# Copying Memory Task

## Overview

In this task, each input sequence has length T+20. The first 10 values are chosen randonly among the digits 1-8, with the rest being all zeros, except for the last 11 entries that are filled with the digits '9' (the first '9' is a delimiter). The goal is to generate an output of same length that is zero everywhere, except the last 10 values after the delimier, where the model is excepted to repeat the 10 values it encountered at the start of the input.

**NOTE**: Because a TCN's receptive fields depends on depth of the network and the filter size, we need to make sure the model we use can cover the sequence length T+20. Using the `seq_len` flag, one can change the # of values to recall(the typical setup is 10).

## Settings

In [1]:
import torch as th
import torch.nn as nn
import numpy as np
from tqdm.notebook import tqdm
import torch.nn.functional as F

BATCH_SIZE = 32
DEVICE = "cpu"
DROPOUT = 0.0
CLIP = 1.0
EPOCHS = 5
KSIZE = 8
ITERS = 100
LEVELS = 8
BLANK_LEN = 10000
SEQ_LEN = 10
LR = 5e-4
OPTIM = "Adam"
NHID = 10
SEED = 1111

T = BLANK_LEN
N_STEPS = T + (2 * SEQ_LEN)
N_CLASSES = 10
N_TRAIN = 10000
N_TEST = 1000

CHANNEL_SIZES = [NHID] * LEVELS

th.manual_seed(SEED)

<torch._C.Generator at 0x7f773c0999b0>

## Data Generation

In [2]:
def data_generator(b_size):
    """Generate data for the copying memory task.
    
    :param T: the total blank time length.
    :param mem_length: the length of the memory to be recalled.
    :param b_size: the batch size.
    """
    seq = th.from_numpy(np.random.randint(1, 9, size=(b_size, SEQ_LEN))).float()

----------

- [The tasks]
1: Write out the copying memory page from "th.manual_seed(SEED)" to "to be recalled.", swapping "memory" for "buffer".
2: Answer these from the copying memory page:
(a) What value is BATCH_SIZE set to?
(b) Which digit fills the last 11 entries of each input sequence?
(c) What name is OPTIM set to?

- [Record set]
----------

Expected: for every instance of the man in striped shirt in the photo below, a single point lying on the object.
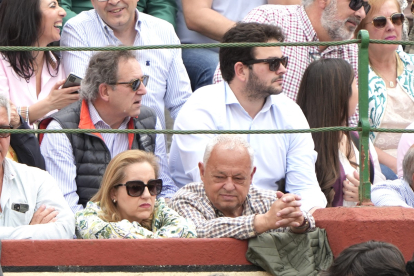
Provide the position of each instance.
(118, 22)
(111, 93)
(225, 205)
(397, 192)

----------

- [Task-by-task solutions]
1:
th.manual_seed(SEED)

<torch._C.Generator at 0x7f773c0999b0>

## Data Generation

In [2]:
def data_generator(b_size):
    """Generate data for the copying buffer task.
    
    :param T: the total blank time length.
    :param mem_length: the length of the buffer to be recalled.

2:
(a) 32
(b) 9
(c) "Adam"